***** Materials provided *****
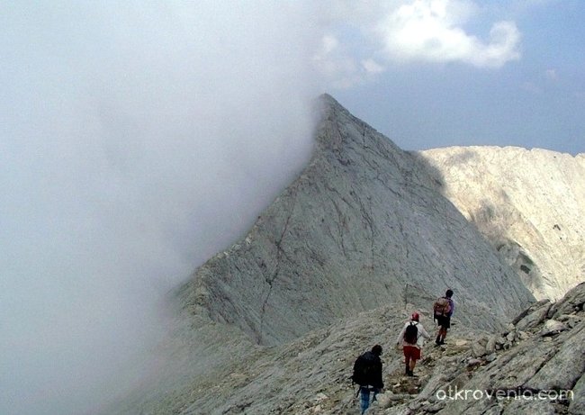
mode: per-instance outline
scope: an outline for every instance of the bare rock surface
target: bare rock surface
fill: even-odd
[[[446,288],[485,329],[534,300],[443,197],[428,164],[330,96],[321,102],[309,166],[182,288],[193,314],[275,345],[389,302],[429,307]]]
[[[351,366],[376,343],[386,392],[371,414],[582,413],[583,285],[535,302],[444,196],[440,169],[328,95],[322,104],[309,166],[177,289],[151,375],[103,413],[357,414]],[[457,301],[447,344],[425,346],[418,376],[405,377],[398,332],[415,310],[435,331],[446,288]],[[449,386],[572,387],[574,399],[438,399]]]
[[[538,299],[585,278],[585,154],[515,147],[420,152],[444,194]]]

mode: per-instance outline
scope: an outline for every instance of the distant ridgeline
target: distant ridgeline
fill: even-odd
[[[499,329],[535,298],[444,196],[441,171],[351,115],[329,95],[312,158],[245,239],[180,291],[184,307],[278,344],[336,319],[447,288],[459,317]]]

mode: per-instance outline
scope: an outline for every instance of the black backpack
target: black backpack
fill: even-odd
[[[373,384],[373,382],[375,382],[376,366],[376,356],[372,352],[364,353],[354,363],[354,374],[351,375],[351,380],[360,386]]]
[[[404,341],[414,345],[417,343],[417,338],[418,338],[418,328],[415,323],[410,321],[410,324],[406,326],[406,330],[404,331]]]

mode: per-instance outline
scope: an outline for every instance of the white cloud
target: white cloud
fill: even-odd
[[[488,42],[465,32],[474,8],[469,2],[416,0],[392,11],[377,26],[388,59],[399,62],[464,62],[500,68],[520,57],[513,22],[498,22]]]
[[[520,59],[514,22],[493,23],[486,40],[473,34],[482,9],[471,0],[336,1],[319,10],[324,29],[335,35],[324,37],[315,62],[334,86],[365,82],[396,64],[497,68]]]
[[[364,67],[366,72],[371,74],[379,74],[385,70],[384,67],[372,59],[363,60],[362,67]]]

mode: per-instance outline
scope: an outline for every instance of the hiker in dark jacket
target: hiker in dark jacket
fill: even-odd
[[[360,385],[360,408],[362,415],[370,407],[370,403],[376,400],[376,394],[383,392],[384,383],[382,380],[382,346],[375,345],[372,351],[365,352],[360,356],[354,365],[354,382]],[[356,367],[365,365],[368,369],[365,371],[364,378],[356,378]],[[372,397],[372,393],[374,396]],[[372,398],[370,400],[370,398]]]
[[[435,340],[436,346],[445,344],[445,338],[451,327],[451,316],[455,311],[455,303],[451,297],[453,297],[453,290],[447,290],[445,296],[438,298],[433,305],[433,315],[438,326],[436,339]]]
[[[425,338],[430,338],[430,335],[427,332],[425,328],[419,322],[420,316],[418,312],[413,312],[410,316],[410,320],[407,321],[402,328],[402,330],[398,335],[396,339],[396,346],[402,347],[404,353],[405,374],[407,376],[414,376],[414,367],[417,365],[417,360],[420,358],[420,348],[423,347]],[[416,333],[410,338],[409,329],[410,326],[416,327]]]

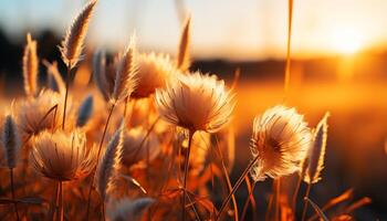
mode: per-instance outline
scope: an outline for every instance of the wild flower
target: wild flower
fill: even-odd
[[[95,148],[86,147],[81,130],[48,130],[33,138],[31,161],[36,171],[57,181],[86,177],[95,166]]]
[[[253,180],[279,178],[301,169],[311,143],[311,130],[295,108],[274,106],[254,118],[251,152],[258,161]]]
[[[197,72],[179,75],[167,88],[156,90],[156,106],[172,125],[215,133],[231,120],[234,102],[223,81]]]

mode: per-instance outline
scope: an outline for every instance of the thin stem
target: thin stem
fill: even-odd
[[[238,188],[242,185],[244,177],[248,175],[248,172],[251,170],[251,168],[255,165],[255,162],[258,161],[258,156],[248,165],[248,167],[244,169],[244,171],[242,172],[242,175],[239,177],[239,179],[237,180],[236,185],[233,186],[232,190],[230,191],[230,193],[227,196],[226,200],[223,201],[222,206],[219,209],[219,213],[216,220],[219,220],[221,213],[223,212],[226,206],[229,203],[231,196],[233,193],[236,193],[236,191],[238,190]]]
[[[52,203],[51,203],[51,213],[50,214],[52,214],[51,217],[52,217],[52,220],[55,220],[55,213],[56,213],[56,215],[57,215],[57,201],[59,201],[59,190],[60,190],[60,188],[59,188],[59,182],[57,182],[57,185],[56,185],[56,187],[55,187],[55,194],[53,196],[53,199],[52,199]],[[53,206],[52,206],[53,204]],[[56,220],[57,220],[57,218],[56,218]]]
[[[275,190],[275,181],[273,181],[273,185],[272,185],[272,193],[270,196],[270,199],[269,199],[269,204],[268,204],[268,209],[266,209],[266,214],[264,215],[264,220],[270,220],[271,215],[272,215],[272,210],[273,210],[273,201],[274,201],[274,190]]]
[[[307,198],[310,196],[311,187],[312,187],[312,183],[307,183],[307,188],[306,188],[306,192],[305,192],[305,197],[304,198]],[[306,211],[307,211],[307,202],[304,201],[304,209],[302,211],[302,219],[301,219],[302,221],[305,220]]]
[[[292,210],[293,210],[294,214],[295,214],[295,209],[296,209],[296,203],[297,203],[297,194],[299,194],[299,191],[300,191],[301,182],[302,182],[302,177],[299,176],[297,185],[295,187],[295,190],[294,190],[294,193],[293,193],[293,199],[292,199]]]
[[[64,94],[62,129],[64,129],[64,123],[66,122],[66,108],[67,108],[67,96],[69,96],[70,78],[71,78],[71,64],[69,63],[69,65],[67,65],[67,77],[66,77],[66,92]]]
[[[287,44],[286,44],[286,67],[285,67],[284,96],[286,96],[286,94],[289,92],[290,75],[291,75],[292,19],[293,19],[293,0],[289,0]]]
[[[240,220],[244,220],[245,218],[245,214],[248,212],[248,208],[249,208],[249,204],[250,204],[250,201],[251,201],[251,208],[253,210],[253,220],[257,220],[257,211],[255,211],[255,207],[257,207],[257,203],[255,203],[255,199],[254,199],[254,189],[255,189],[255,185],[257,182],[254,182],[252,186],[250,183],[250,180],[249,180],[249,176],[245,176],[244,177],[244,180],[245,180],[245,183],[248,186],[248,189],[250,190],[249,191],[249,197],[245,199],[245,202],[244,202],[244,206],[243,206],[243,211],[242,211],[242,215],[241,215],[241,219]],[[251,186],[251,187],[250,187]],[[250,187],[250,188],[249,188]]]
[[[218,137],[216,137],[216,138],[218,140]],[[218,143],[217,143],[216,146],[217,146],[218,155],[220,157],[220,162],[221,162],[221,166],[222,166],[222,170],[223,170],[223,173],[224,173],[224,177],[226,177],[227,188],[228,188],[229,191],[231,191],[232,190],[232,185],[231,185],[230,177],[228,175],[227,168],[224,166],[223,155],[222,155],[222,152],[220,150],[220,147],[219,147]],[[234,194],[231,196],[231,200],[232,200],[233,210],[234,210],[234,220],[239,221],[239,218],[238,218],[238,214],[239,214],[239,212],[238,212],[238,204],[237,204],[237,200],[236,200],[236,196]]]
[[[105,201],[102,202],[102,220],[105,221]]]
[[[276,178],[275,180],[275,213],[274,213],[274,220],[279,220],[279,213],[280,213],[280,198],[281,198],[281,177]]]
[[[11,193],[12,193],[12,201],[14,206],[14,213],[17,214],[17,220],[19,221],[19,211],[18,211],[18,203],[14,200],[14,183],[13,183],[13,168],[10,168],[10,179],[11,179]]]
[[[111,106],[111,108],[109,108],[109,110],[108,110],[108,116],[107,116],[107,119],[106,119],[106,124],[105,124],[105,127],[104,127],[104,131],[103,131],[103,134],[102,134],[100,147],[98,147],[96,164],[95,164],[95,167],[94,167],[94,169],[93,169],[93,172],[91,173],[91,175],[92,175],[91,177],[94,177],[95,168],[96,168],[96,166],[97,166],[98,162],[100,162],[100,155],[101,155],[102,146],[103,146],[104,140],[105,140],[105,136],[106,136],[108,123],[111,122],[112,114],[113,114],[113,110],[114,110],[115,105],[116,105],[116,103],[113,103],[112,106]],[[92,190],[93,190],[93,182],[94,182],[94,179],[92,179],[92,181],[90,182],[90,188],[88,188],[86,220],[88,220],[90,203],[91,203],[91,197],[92,197]]]
[[[192,137],[195,131],[188,130],[188,149],[186,151],[185,157],[185,171],[184,171],[184,181],[182,181],[182,210],[181,210],[181,220],[186,220],[186,193],[187,193],[187,177],[188,177],[188,167],[189,167],[189,155],[191,152],[191,146],[192,146]]]
[[[62,181],[59,181],[59,220],[63,221],[63,187],[62,187]]]

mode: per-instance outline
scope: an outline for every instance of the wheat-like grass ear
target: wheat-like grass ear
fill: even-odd
[[[304,176],[304,181],[307,183],[315,183],[321,179],[320,173],[324,168],[328,116],[330,113],[325,113],[314,130],[313,143],[307,152],[306,160],[308,160],[308,164]]]
[[[60,45],[62,60],[69,69],[76,66],[82,60],[83,44],[96,2],[97,0],[90,1],[76,15]]]
[[[24,91],[29,96],[38,94],[38,69],[36,41],[32,40],[31,34],[28,33],[23,54],[23,80]]]
[[[189,53],[189,44],[190,44],[190,33],[191,32],[191,17],[189,15],[182,27],[178,55],[177,55],[177,67],[181,71],[187,71],[190,66],[190,53]]]
[[[106,78],[106,55],[102,50],[95,52],[93,56],[93,80],[105,101],[108,101],[109,90]]]
[[[91,118],[92,113],[93,113],[93,106],[94,106],[93,95],[88,95],[82,102],[82,104],[77,110],[77,116],[76,116],[76,126],[77,127],[83,127],[87,124],[87,122]]]
[[[1,140],[6,150],[7,167],[15,168],[21,143],[18,126],[11,115],[8,115],[4,119]]]
[[[132,92],[137,86],[137,67],[135,65],[136,54],[136,36],[130,38],[130,43],[127,46],[124,55],[121,57],[116,77],[114,80],[114,90],[112,94],[112,103],[122,101],[130,96]]]
[[[64,85],[62,75],[57,70],[57,63],[56,62],[50,63],[46,60],[43,60],[42,63],[48,70],[48,85],[49,85],[49,87],[53,91],[59,92],[59,93],[64,93],[65,85]]]
[[[114,186],[115,172],[119,169],[124,146],[124,123],[111,138],[95,173],[97,191],[103,200]]]

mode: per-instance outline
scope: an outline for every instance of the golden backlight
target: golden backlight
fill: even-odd
[[[333,51],[339,54],[351,55],[364,46],[362,33],[354,29],[337,29],[332,32],[331,38]]]

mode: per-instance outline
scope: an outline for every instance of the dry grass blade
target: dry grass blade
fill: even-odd
[[[76,126],[83,127],[87,124],[88,119],[93,113],[93,95],[88,95],[81,104],[77,116],[76,116]]]
[[[23,78],[24,91],[29,96],[35,96],[38,93],[38,69],[36,41],[32,40],[31,34],[28,33],[23,54]]]
[[[63,93],[65,91],[65,85],[62,75],[57,70],[57,63],[50,63],[46,60],[43,60],[43,64],[48,69],[49,87],[55,92]]]
[[[304,198],[304,200],[308,203],[312,204],[313,209],[317,212],[320,219],[324,220],[324,221],[328,221],[328,219],[326,218],[326,215],[324,214],[324,212],[318,208],[318,206],[316,203],[314,203],[311,199],[308,198]]]
[[[62,60],[71,70],[82,59],[81,53],[96,0],[88,2],[74,19],[60,46]]]
[[[15,168],[21,143],[18,127],[10,115],[6,117],[1,140],[6,150],[7,167]]]
[[[109,91],[106,80],[106,55],[104,51],[97,51],[93,56],[93,78],[105,101],[108,101]]]
[[[147,193],[147,191],[145,190],[145,188],[133,177],[127,176],[127,175],[121,175],[125,180],[129,181],[130,183],[133,183],[134,186],[138,187],[144,193]]]
[[[123,98],[130,96],[135,90],[136,80],[136,67],[135,67],[135,36],[132,36],[130,43],[126,49],[125,54],[121,57],[116,77],[114,81],[114,90],[112,95],[112,102],[116,103]]]
[[[321,209],[322,211],[325,211],[338,203],[342,203],[351,198],[354,197],[354,189],[348,189],[347,191],[343,192],[341,196],[335,197],[333,199],[331,199],[326,204],[324,204],[324,207]],[[317,214],[314,214],[312,218],[310,218],[308,220],[315,220],[317,218]]]
[[[191,17],[187,18],[187,21],[182,28],[179,51],[177,56],[177,67],[181,71],[187,71],[190,66],[190,54],[189,54],[189,44],[190,44],[190,33],[191,32]]]
[[[351,212],[357,210],[358,208],[364,207],[364,206],[369,204],[369,203],[372,203],[370,198],[368,198],[368,197],[362,198],[362,199],[357,200],[356,202],[352,203],[351,206],[348,206],[346,209],[344,209],[342,213],[343,214],[351,213]]]
[[[123,199],[113,210],[109,210],[109,220],[140,220],[143,212],[155,202],[153,198],[139,198],[135,200]]]
[[[320,173],[324,168],[328,116],[330,113],[326,113],[314,131],[313,146],[307,154],[308,165],[304,177],[304,181],[307,183],[315,183],[321,179]]]

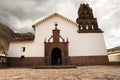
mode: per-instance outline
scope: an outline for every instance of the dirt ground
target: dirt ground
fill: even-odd
[[[120,66],[81,66],[71,69],[0,69],[0,80],[120,80]]]

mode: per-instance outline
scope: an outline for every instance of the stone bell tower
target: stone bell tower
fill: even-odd
[[[78,23],[78,33],[102,33],[88,4],[83,3],[80,5],[76,22]]]

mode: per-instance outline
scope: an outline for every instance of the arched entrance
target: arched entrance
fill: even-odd
[[[52,65],[61,65],[62,64],[61,50],[59,48],[52,49],[51,64]]]

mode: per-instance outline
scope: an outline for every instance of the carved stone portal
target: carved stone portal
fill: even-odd
[[[65,41],[60,36],[60,30],[57,27],[53,30],[53,35],[48,39],[48,42],[45,40],[44,45],[46,65],[68,64],[68,39]]]

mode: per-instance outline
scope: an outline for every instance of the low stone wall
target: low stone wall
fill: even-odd
[[[45,65],[43,57],[8,57],[9,67],[34,67],[39,65]]]
[[[72,65],[106,65],[109,64],[108,56],[73,56],[69,57],[70,64]]]
[[[106,65],[109,64],[108,56],[72,56],[68,57],[66,65]],[[8,57],[8,66],[10,67],[35,67],[44,66],[44,57]],[[48,66],[48,65],[47,65]]]

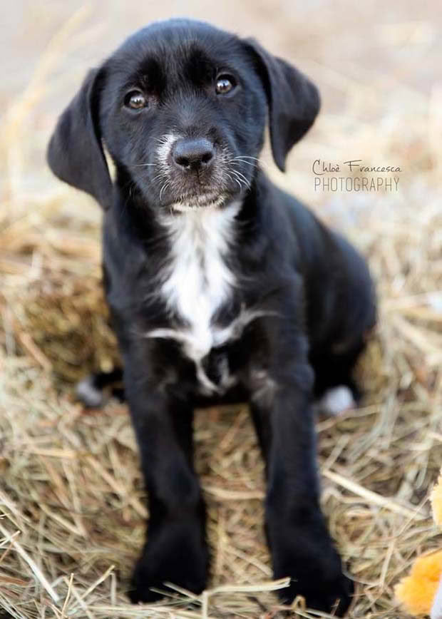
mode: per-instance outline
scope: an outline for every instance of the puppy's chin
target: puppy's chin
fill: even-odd
[[[180,197],[178,200],[172,200],[167,208],[175,213],[187,213],[205,209],[220,209],[229,203],[230,199],[226,193],[197,194]]]

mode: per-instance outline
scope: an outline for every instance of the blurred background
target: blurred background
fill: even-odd
[[[51,175],[46,145],[87,70],[134,30],[171,16],[252,36],[321,91],[321,114],[287,173],[267,148],[262,165],[350,237],[376,281],[379,324],[359,369],[365,399],[341,419],[318,421],[323,505],[357,583],[351,616],[408,617],[394,586],[417,555],[442,543],[428,501],[442,464],[438,0],[19,0],[4,7],[0,617],[279,616],[262,529],[262,464],[245,407],[200,411],[195,422],[210,586],[224,589],[210,589],[207,605],[198,599],[191,610],[177,594],[140,611],[125,597],[146,515],[127,410],[110,402],[86,411],[73,397],[76,380],[111,367],[118,353],[101,289],[100,209]],[[400,167],[399,183],[388,190],[315,188],[318,159]]]

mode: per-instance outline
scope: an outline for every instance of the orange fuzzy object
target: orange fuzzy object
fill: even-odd
[[[442,574],[442,551],[417,558],[409,576],[396,585],[399,602],[411,615],[428,615]]]

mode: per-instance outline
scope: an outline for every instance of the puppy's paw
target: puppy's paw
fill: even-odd
[[[302,595],[308,608],[329,613],[336,617],[344,616],[354,591],[353,582],[349,578],[340,573],[322,579],[317,578],[312,571],[306,579],[297,575],[299,569],[294,568],[292,572],[297,575],[292,577],[290,585],[278,592],[282,602],[290,604],[297,595]]]
[[[171,591],[165,583],[177,585],[194,593],[205,587],[209,556],[205,546],[193,546],[188,541],[161,548],[148,542],[138,560],[128,595],[131,602],[154,602],[164,595],[152,589]]]
[[[342,573],[341,558],[330,540],[321,542],[305,536],[303,541],[299,536],[292,540],[274,553],[274,577],[291,578],[290,585],[278,592],[281,600],[290,604],[302,595],[307,608],[344,617],[354,587]]]
[[[354,409],[356,402],[351,389],[346,385],[339,385],[328,389],[317,403],[319,412],[337,417],[350,409]]]

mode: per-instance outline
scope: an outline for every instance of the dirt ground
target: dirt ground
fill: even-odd
[[[88,411],[73,397],[78,377],[112,364],[115,344],[101,293],[99,208],[51,175],[46,143],[89,67],[135,29],[176,16],[256,37],[321,91],[321,115],[287,173],[267,150],[262,163],[352,239],[376,281],[379,324],[359,369],[365,399],[339,419],[318,420],[322,501],[357,585],[349,617],[410,617],[394,587],[417,556],[442,544],[428,500],[442,464],[442,6],[66,0],[2,8],[1,619],[282,616],[245,407],[196,416],[210,588],[134,607],[125,590],[146,513],[127,410],[112,402]],[[364,191],[356,178],[392,175],[345,169],[343,188],[333,190],[317,180],[318,159],[401,171],[391,189]],[[302,602],[291,614],[318,616]]]

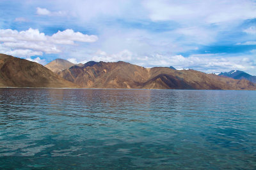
*****
▶ Directions for this task
Print the lines word for word, starting at the first one above and ending at the line that contains "[[[538,299],[585,278],[585,154],[515,147],[420,152],[444,194]]]", with both ends included. Leave the pictures out of your answer.

▶ Correct output
mode: per-instance outline
scope: an outline for every instance of the bare rock surface
target: bare rock surface
fill: even-odd
[[[446,288],[485,329],[534,300],[443,197],[428,164],[330,96],[321,102],[309,166],[182,288],[193,314],[275,345],[389,302],[429,307]]]
[[[351,366],[376,343],[386,392],[371,414],[582,413],[583,285],[535,302],[444,196],[440,169],[328,95],[322,104],[309,166],[177,289],[151,375],[103,413],[357,414]],[[457,301],[447,344],[425,346],[418,376],[405,377],[398,332],[415,310],[435,331],[446,288]],[[449,386],[572,387],[574,399],[438,399]]]
[[[538,299],[585,278],[585,154],[515,147],[420,152],[444,194]]]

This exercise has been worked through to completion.